■ **YOUR INSTRUCTIONS**
Count how many lines in the data below contain the string "brass", treating uppercase and lowercase as different, and reply with that number alone.
-- Begin --
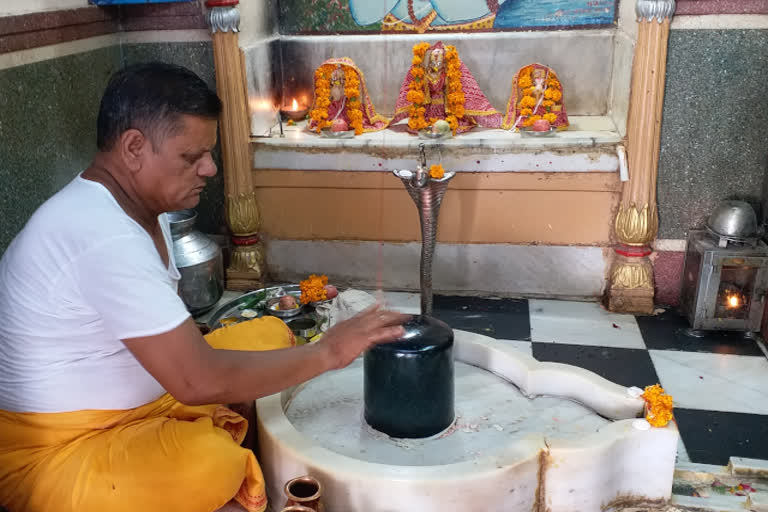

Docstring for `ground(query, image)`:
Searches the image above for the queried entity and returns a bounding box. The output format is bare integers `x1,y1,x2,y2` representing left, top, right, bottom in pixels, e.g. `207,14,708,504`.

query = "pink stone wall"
651,251,685,306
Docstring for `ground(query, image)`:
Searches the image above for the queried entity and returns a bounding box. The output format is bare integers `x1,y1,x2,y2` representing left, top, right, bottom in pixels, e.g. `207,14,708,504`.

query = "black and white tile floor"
385,292,768,465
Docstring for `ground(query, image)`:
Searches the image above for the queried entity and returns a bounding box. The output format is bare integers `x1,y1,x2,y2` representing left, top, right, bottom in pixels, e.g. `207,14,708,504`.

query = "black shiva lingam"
364,144,455,438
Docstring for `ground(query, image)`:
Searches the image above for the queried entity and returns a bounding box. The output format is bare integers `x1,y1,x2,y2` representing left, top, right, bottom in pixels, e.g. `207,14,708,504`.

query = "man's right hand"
317,305,411,369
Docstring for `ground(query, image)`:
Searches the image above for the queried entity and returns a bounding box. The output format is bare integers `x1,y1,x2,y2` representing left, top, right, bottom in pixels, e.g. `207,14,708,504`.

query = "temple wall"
0,0,223,253
654,17,768,305
0,0,768,303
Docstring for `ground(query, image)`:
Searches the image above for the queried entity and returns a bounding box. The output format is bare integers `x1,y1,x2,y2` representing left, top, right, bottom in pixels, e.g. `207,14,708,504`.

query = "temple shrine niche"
392,41,501,134
308,57,389,136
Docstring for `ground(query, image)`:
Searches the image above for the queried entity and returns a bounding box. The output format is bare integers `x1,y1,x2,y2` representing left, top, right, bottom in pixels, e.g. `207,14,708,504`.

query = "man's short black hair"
96,62,221,151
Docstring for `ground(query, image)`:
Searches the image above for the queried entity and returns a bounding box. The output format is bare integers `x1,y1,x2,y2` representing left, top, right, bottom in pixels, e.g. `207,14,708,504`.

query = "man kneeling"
0,63,405,512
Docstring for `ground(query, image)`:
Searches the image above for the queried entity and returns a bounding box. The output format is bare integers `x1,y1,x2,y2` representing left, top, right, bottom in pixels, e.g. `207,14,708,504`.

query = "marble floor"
384,292,768,465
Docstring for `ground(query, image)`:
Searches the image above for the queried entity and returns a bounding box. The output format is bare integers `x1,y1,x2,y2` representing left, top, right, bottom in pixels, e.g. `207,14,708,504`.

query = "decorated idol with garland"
309,57,389,135
392,42,502,134
503,63,568,131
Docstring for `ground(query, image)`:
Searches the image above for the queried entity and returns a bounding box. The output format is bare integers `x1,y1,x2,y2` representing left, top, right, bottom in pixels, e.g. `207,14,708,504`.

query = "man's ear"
119,128,152,172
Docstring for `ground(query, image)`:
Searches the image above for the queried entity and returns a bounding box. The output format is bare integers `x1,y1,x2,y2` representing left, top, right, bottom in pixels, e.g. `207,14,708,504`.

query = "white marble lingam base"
257,331,678,512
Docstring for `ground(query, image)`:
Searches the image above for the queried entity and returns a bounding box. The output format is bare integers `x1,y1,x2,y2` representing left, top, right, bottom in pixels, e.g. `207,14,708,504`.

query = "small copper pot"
284,476,325,512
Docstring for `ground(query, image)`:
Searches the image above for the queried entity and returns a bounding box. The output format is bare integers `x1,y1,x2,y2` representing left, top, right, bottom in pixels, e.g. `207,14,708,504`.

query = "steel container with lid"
706,201,762,241
168,210,224,315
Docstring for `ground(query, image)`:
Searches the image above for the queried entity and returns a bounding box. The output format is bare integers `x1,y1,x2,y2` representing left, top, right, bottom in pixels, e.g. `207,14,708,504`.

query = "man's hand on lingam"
318,304,411,369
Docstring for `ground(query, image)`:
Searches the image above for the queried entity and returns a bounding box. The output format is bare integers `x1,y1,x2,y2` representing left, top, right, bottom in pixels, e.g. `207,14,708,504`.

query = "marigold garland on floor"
429,164,445,180
517,66,563,127
640,384,673,427
299,274,328,304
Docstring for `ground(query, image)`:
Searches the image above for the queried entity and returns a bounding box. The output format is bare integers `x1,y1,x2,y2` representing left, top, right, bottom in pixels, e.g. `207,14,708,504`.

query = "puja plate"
266,293,304,318
520,126,557,137
206,284,313,330
419,130,453,140
320,128,355,139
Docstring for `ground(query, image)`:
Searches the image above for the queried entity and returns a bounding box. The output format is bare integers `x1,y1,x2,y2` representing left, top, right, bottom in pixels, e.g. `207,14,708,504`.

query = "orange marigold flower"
445,116,459,135
429,164,445,180
520,96,536,108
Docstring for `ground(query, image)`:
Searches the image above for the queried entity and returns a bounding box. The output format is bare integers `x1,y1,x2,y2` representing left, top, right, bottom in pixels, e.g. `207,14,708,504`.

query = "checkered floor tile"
385,292,768,465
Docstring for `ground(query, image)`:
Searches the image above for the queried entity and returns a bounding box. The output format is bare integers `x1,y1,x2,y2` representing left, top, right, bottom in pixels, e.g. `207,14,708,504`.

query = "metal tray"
320,128,355,139
206,284,315,330
520,126,557,137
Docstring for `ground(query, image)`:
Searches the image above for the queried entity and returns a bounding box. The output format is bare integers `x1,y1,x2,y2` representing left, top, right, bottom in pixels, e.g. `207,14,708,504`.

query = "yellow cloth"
0,317,295,512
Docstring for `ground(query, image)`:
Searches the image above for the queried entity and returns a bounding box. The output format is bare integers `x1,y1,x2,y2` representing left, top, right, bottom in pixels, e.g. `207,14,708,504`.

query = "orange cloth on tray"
0,317,296,512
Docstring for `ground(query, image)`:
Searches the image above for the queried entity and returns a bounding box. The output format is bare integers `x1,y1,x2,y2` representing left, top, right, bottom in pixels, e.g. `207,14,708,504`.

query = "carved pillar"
608,0,675,314
205,0,265,290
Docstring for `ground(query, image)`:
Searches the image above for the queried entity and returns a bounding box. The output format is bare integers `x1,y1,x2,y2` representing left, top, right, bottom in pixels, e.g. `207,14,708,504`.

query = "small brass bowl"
267,295,304,318
280,108,309,121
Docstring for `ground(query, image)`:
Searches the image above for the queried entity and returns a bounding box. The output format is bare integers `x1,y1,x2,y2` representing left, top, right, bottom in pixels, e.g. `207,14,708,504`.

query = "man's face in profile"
137,115,217,212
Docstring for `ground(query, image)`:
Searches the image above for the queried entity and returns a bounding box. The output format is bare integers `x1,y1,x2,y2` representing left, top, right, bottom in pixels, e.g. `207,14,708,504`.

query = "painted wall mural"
280,0,618,34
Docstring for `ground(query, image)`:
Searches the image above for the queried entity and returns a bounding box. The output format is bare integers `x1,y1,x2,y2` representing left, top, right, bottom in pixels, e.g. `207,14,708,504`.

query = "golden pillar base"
607,249,655,315
226,192,266,291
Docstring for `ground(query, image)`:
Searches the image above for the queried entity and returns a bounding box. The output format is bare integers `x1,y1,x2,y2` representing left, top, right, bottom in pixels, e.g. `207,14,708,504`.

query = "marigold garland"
299,274,328,304
406,43,465,134
429,164,445,180
517,66,563,127
309,64,363,135
640,384,674,427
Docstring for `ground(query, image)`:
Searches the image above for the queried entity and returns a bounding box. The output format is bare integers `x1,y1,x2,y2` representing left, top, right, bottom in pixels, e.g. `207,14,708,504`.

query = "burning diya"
280,98,309,122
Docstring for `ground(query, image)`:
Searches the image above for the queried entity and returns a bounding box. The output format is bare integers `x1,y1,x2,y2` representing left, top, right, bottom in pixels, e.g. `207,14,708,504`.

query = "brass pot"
284,475,325,512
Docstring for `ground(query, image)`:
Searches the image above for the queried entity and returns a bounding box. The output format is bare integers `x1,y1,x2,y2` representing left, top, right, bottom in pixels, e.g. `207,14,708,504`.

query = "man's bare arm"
124,307,409,405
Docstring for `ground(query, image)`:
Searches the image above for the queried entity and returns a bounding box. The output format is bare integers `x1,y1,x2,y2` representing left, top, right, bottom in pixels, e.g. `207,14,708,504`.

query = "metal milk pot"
168,210,224,315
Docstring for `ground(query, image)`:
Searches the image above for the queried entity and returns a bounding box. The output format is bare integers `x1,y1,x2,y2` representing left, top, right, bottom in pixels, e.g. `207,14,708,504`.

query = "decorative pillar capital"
205,0,240,34
635,0,675,23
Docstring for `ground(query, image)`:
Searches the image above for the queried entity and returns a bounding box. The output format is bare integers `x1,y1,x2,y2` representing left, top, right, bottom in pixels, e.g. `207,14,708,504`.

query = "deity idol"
502,63,568,130
392,42,501,134
309,57,389,135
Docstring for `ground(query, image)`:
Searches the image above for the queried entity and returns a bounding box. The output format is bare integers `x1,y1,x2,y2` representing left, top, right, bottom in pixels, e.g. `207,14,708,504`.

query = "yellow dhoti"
0,317,295,512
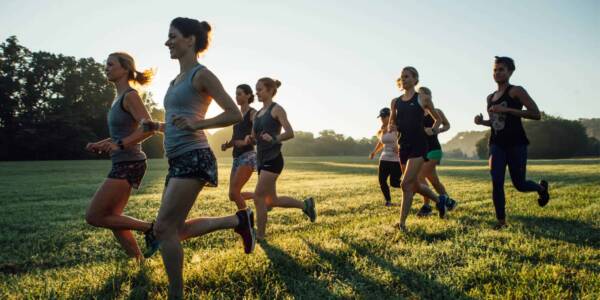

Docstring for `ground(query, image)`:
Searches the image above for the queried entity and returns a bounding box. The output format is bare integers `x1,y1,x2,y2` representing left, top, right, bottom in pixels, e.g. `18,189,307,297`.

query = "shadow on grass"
-- End --
■ **WORKED SOLUTION**
2